Problem requirements:
Your task is to copy every line of this material exactly.

━━━━━━━━━━━━━━━━━━━━

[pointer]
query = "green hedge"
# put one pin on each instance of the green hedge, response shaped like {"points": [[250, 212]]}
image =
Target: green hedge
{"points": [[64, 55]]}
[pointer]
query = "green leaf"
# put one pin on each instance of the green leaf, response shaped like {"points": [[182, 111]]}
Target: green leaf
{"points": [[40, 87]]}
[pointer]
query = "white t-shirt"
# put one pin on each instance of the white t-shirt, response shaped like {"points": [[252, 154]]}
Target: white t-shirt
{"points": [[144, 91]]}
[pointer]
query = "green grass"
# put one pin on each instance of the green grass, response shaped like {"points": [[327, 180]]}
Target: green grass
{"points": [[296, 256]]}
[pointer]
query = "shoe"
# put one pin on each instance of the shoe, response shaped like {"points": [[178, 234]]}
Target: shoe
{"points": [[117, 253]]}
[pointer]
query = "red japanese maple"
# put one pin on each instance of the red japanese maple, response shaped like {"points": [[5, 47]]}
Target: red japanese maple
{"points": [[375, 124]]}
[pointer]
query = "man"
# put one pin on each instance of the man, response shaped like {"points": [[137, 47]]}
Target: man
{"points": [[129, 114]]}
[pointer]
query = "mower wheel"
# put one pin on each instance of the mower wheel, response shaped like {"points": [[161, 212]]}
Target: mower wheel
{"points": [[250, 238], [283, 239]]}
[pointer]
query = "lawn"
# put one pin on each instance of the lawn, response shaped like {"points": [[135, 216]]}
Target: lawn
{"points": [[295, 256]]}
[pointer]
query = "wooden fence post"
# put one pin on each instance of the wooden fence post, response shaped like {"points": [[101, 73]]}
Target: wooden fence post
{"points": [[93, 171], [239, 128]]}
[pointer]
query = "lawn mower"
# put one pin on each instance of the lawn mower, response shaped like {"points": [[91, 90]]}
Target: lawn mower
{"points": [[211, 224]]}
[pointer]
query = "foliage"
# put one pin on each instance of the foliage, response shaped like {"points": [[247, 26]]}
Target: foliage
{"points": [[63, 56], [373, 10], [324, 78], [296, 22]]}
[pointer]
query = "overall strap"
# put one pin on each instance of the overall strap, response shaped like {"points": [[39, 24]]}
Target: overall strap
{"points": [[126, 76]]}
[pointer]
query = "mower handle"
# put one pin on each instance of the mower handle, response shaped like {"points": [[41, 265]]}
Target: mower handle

━━━━━━━━━━━━━━━━━━━━

Answer to this problem:
[pointer]
query = "green hedge"
# put one pin on each instance of the green hedge, response shaped like {"points": [[250, 212]]}
image =
Target: green hedge
{"points": [[64, 55]]}
[pointer]
query = "green leaf"
# put one pin on each instance of the green leaf, response shaped like {"points": [[182, 111]]}
Target: green leaf
{"points": [[40, 87]]}
[pointer]
query = "white t-shirt"
# put one pin on each instance of the white t-shirt, response shaped like {"points": [[252, 154]]}
Target: white t-shirt
{"points": [[144, 91]]}
[pointer]
query = "green grass"
# put one pin on each instance of the green grass, response shaped like {"points": [[327, 180]]}
Target: green grass
{"points": [[296, 256]]}
[pointer]
query = "shoe"
# put one pin on each instance of the shoe, response shaped like {"points": [[178, 234]]}
Target: shoe
{"points": [[117, 253]]}
[pointer]
query = "red japanese maple"
# put one pin on each instance of the red japanese maple, response shaped like {"points": [[5, 47]]}
Target: red japanese maple
{"points": [[375, 124]]}
[pointer]
query = "man"
# put one pin on each instance of the man, response shaped like {"points": [[137, 47]]}
Target: man
{"points": [[129, 114]]}
[pointer]
query = "mower wheel"
# put one pin on each instance of the mower wheel, response shaped like {"points": [[161, 212]]}
Target: mower wheel
{"points": [[250, 238], [283, 239]]}
[pointer]
query = "lawn"
# put one pin on each instance of the lawn, response shaped like {"points": [[135, 216]]}
Target: lawn
{"points": [[295, 256]]}
[pointer]
query = "wooden fence post"
# put one pin on each instance of the wooden fence post, response shaped like {"points": [[101, 73]]}
Target: wooden fence post
{"points": [[93, 171], [239, 128]]}
[pointer]
query = "lawn mower"
# put one pin on each instance of the lawn mower, response shaped like {"points": [[91, 90]]}
Target: lawn mower
{"points": [[211, 224]]}
[pointer]
query = "foliage"
# put one pin on each instance of the foliage, response shaped like {"points": [[247, 26]]}
Target: foliage
{"points": [[63, 56], [373, 10], [324, 78], [296, 22]]}
[pointer]
query = "overall strap"
# put one pin on each instance of the overall strap, response shaped like {"points": [[39, 24]]}
Target: overall strap
{"points": [[126, 76]]}
[pointer]
query = "mower handle"
# put one pin on each instance of the mower handle, response shaped like {"points": [[41, 265]]}
Target: mower handle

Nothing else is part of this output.